:: SUPPLIED TEXT ::
----------

The MAPc we reconstructed differs from the reconstruction obtained from 10Be. Although quite a few studies have developed quantitative models between brGDGTs indices and MAT or soil pH values on global or regional scales, MAP is difficult to reconstruct in the Weinan LPS. Compared with reconstructions of temperature and soil pH, MAP reconstructions, especially on geologic timescales, are more difficult to obtain and lack reliable proxies. Through the brGDGT-MAP model, we obtained the MAPc changes over the past 430-ka BP (Supplementary Fig. 15)39,40. Another MAP reconstruction was obtained by an empirical cosmogenic proxy (10Be) in Baoji (CLP, China, Figs. 1 and 2d), located in northwestern Weinan. In terms of the modern MAP observations and geographic distribution pattern, the MAP values we obtained in Weinan are close to those obtained in Baoji. Indeed, our MAP reconstructions slightly exceed the MAP values reconstructed by 10Be in Baoji, spanning almost the whole 430 ka. Moreover, the MAP changes observed between the glacial and interglacial periods are nearly concentrated within similar ranges when the brGDGT-MAP model and 10Be are used. However, we revealed that opposite variations existed between the MAP values reconstructed by 10Be and MAPc values we reconstructed by using brGDGTs when the glacial and interglacial conditions were altered (Fig. 2, light-yellow bars). The 10Be-derived MAP is weakly correlated with the Chinese cave-derived δ18O (Fig. 2e) but aligns with global ice-volume variations (Fig. 2g, i)41, which may be affected by 65°N summer insolation in the Milankovitch hypothesis42. Thus, previous authors have argued that Chinese cave-derived δ18O is governed by low-latitude insolation rather than high-northern-latitude insolation (Fig. 2h).

Nevertheless, our reconstructed MAPc values corresponded well with the Chinese cave-derived δ18O, which is a significant proxy of EASM intensity and is also likely affected by precipitation, soil moisture and transportation paths43. Our MAPc results do not match the SWC and MAT variations that occurred in the last 430 ka (Fig. 3a). We found that 23-ka cycles dominated MAPc; these results do not correspond with the 100-ka cycles observed in SWC and MAT (Fig. 2a, c, f). A previous study also found a close and consistent relationship between MAT and SWC at glacial–interglacial scales44,45. In addition, we found that our MAPc results had relatively weak relationships with MAT and SWC (Fig. 3a). The reconstructed MAT and potential SWC (MBT’) values showed strong positive correlations with each other, and they were both negatively connected with soil pH. Concerning the co-vary relationship between MAT and SWC that might potentially be affected by the calibration model’s parameters we used, we have tested the different temperature (four models) and SWC (two models) calibration models, which show the same variation trends between all MAT and SWC reconstructions (Supplementary Fig. 17). These relationships are similar to the relationships between 10Be-MAP and the three paleoclimatic and paleoenvironmental factors we reconstructed (MAT, soil pH, and SWC) (Fig. 3b). As a result, the real atmospheric MAP might have a weak connection with the reconstructed MAT and SWC on glacial–interglacial temporal scales. Furthermore, combined with other studies and our results45, we concluded that the environmental SWC variations in the CLP are more affected by MAT than by MAP, due to the greater water evaporation and sparse vegetation cover in this area.

----------

:: DIRECTIVES ::
[1] Name the three paleoclimatic and paleoenvironmental factors that the paleoprecipitation passage says the authors reconstructed.
[2] In the paleoprecipitation passage, which cycles dominated MAPc?
[3] Proceed with the paleoprecipitation passage, starting after its final sentence.
The listing that comes next is separate material and is not part of the paleoprecipitation passage.

:: GIVEN RECORDS ::
----------

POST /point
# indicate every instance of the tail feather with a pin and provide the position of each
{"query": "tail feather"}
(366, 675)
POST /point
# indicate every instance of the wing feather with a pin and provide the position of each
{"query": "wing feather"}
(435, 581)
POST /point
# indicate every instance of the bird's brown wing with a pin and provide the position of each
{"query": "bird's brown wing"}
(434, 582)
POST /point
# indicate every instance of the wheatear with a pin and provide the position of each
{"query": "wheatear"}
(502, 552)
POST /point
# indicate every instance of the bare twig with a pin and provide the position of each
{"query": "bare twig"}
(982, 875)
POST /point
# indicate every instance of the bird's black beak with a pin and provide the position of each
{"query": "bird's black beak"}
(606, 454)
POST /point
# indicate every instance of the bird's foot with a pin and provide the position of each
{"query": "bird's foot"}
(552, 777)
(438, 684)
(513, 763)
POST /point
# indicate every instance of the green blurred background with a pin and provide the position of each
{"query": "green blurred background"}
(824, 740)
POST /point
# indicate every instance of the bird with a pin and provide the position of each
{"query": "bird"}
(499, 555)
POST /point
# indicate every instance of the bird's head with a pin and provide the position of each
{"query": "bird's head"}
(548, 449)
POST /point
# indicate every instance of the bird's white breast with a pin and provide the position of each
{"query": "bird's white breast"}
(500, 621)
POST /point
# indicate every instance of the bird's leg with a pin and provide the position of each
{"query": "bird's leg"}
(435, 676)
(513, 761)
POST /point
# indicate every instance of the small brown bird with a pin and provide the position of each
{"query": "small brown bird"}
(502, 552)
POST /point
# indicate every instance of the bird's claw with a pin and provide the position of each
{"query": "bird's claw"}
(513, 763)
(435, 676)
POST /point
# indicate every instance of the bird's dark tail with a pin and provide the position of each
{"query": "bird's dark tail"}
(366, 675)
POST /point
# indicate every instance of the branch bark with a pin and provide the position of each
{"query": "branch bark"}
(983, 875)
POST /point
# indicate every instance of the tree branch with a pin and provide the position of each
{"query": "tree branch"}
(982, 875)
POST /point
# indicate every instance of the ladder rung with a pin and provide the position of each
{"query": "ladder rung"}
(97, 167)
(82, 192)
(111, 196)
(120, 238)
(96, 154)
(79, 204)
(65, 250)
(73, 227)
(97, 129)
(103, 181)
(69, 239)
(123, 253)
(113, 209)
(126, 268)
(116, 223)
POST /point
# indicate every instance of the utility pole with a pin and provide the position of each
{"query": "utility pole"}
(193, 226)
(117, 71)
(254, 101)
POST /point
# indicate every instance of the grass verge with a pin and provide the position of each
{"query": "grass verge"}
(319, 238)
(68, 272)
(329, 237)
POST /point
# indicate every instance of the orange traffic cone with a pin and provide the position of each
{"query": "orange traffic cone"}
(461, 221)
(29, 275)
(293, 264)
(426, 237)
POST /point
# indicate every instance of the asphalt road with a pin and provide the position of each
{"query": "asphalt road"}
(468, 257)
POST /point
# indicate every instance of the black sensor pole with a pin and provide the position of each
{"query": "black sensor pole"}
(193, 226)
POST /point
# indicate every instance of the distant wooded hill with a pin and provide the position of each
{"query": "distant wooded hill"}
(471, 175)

----------

:: EXERCISE RESPONSES ::
[1] MAT, soil pH, and SWC.

[2] 23-ka cycles.

[3]
The isotope 10Be, as a cosmogenic proxy, may more directly record atmospheric precipitation, while belowground proxies (i.e., brGDGTs and stalagmite δ18O) may be affected by surface variations27,46 (i.e., vegetation and SWC, Fig. 4). Compared with the promising SWC proxy, MBT’ (Fig. 2f), which can be applied in paleoclimate reconstructions when IR6ME > 0.5 (Supplementary Fig. 16)24,36, we reveal that the uncoupled sections between 10Be-MAP and our results may be more strongly affected by SWC and MAT. 10Be-MAP is weakly connected with brGDGT-MAP when glacial and interglacial periods alternate, and this relationship becomes a positive connection when these periods are eliminated (Supplementary Fig. 18).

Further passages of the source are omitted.